▶ **OBJECTIF VISÉ**
Reproduisez intégralement, sans la moindre modification, le texte consacré au rapport Combrexelle.

▶ **DOCUMENT**

Combrexelle: le jardinier à la française du droit du travail

Le rapport Combrexelle a beaucoup fait parler de lui, avant même sa sortie, et une lecture attentive de ce document de 134 pages a le mérite de constituer une sorte de balade bucolique, de vagabondage indiscret dans le domaine paysager de la technostructure française. Ce rapport préconise en effet de transformer le bouillonnant espace des branches professionnelles (marquées aujourd’hui par le désordre et les distorsions, avec de petites branches, de moyennes, de grandes branches…) en un tout organisé qui ressemblerait au parc du château de Versailles. La lecture du rapport est donc aussi agréable que la découverte d’un plan de Lenôtre: il nous propose d’imaginer le tout informe, verdoyant, qui existe aujourd’hui sous la forme du futur jardin bien ordonné, rationnel, simplifié et hiérarchisé qui occupe l’esprit de son concepteur. 

Quelle place l’intérêt économique des entreprises y occupe-t-il? C’est évidemment une question annexe… l’essentiel étant que le spectacle soit beau et corresponde aux canons esthétiques définis par la Cour.

Extraits du jeu de données de pointage:
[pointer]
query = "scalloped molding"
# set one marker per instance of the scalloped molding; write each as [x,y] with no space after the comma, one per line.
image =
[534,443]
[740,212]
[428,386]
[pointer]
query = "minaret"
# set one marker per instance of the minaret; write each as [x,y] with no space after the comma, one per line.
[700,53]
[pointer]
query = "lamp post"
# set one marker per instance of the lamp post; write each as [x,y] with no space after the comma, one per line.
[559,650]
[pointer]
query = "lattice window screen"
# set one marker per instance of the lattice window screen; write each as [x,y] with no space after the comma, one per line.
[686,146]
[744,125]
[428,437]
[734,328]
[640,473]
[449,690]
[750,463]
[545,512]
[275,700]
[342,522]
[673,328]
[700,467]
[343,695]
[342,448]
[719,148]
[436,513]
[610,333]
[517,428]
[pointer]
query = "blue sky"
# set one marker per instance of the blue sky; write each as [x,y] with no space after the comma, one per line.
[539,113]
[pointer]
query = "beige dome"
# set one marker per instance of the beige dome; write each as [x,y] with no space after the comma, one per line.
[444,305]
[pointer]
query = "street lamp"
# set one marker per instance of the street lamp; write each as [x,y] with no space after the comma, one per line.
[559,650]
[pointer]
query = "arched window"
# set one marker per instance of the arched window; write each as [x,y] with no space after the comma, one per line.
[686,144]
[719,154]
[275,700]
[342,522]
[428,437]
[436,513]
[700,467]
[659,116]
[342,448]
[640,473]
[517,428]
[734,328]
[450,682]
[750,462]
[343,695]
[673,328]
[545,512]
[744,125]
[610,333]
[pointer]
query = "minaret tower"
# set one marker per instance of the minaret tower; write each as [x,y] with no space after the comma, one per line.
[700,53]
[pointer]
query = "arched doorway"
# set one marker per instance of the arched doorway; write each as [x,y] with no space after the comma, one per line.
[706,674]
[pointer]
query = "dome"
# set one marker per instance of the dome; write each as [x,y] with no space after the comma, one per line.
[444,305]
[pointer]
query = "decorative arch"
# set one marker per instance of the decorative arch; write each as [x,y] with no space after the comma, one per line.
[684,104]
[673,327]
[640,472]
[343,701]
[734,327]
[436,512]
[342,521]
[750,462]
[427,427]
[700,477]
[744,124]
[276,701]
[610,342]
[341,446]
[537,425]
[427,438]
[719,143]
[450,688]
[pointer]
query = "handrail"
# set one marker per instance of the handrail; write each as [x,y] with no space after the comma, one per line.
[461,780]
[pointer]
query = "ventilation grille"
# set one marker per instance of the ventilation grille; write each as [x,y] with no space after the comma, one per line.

▶ **RÉPONSE ATTENDUE**
Combrexelle: le jardinier à la française du droit du travail

Le rapport Combrexelle a beaucoup fait parler de lui, avant même sa sortie, et une lecture attentive de ce document de 134 pages a le mérite de constituer une sorte de balade bucolique, de vagabondage indiscret dans le domaine paysager de la technostructure française. Ce rapport préconise en effet de transformer le bouillonnant espace des branches professionnelles (marquées aujourd’hui par le désordre et les distorsions, avec de petites branches, de moyennes, de grandes branches…) en un tout organisé qui ressemblerait au parc du château de Versailles. La lecture du rapport est donc aussi agréable que la découverte d’un plan de Lenôtre: il nous propose d’imaginer le tout informe, verdoyant, qui existe aujourd’hui sous la forme du futur jardin bien ordonné, rationnel, simplifié et hiérarchisé qui occupe l’esprit de son concepteur. 

Quelle place l’intérêt économique des entreprises y occupe-t-il? C’est évidemment une question annexe… l’essentiel étant que le spectacle soit beau et corresponde aux canons esthétiques définis par la Cour.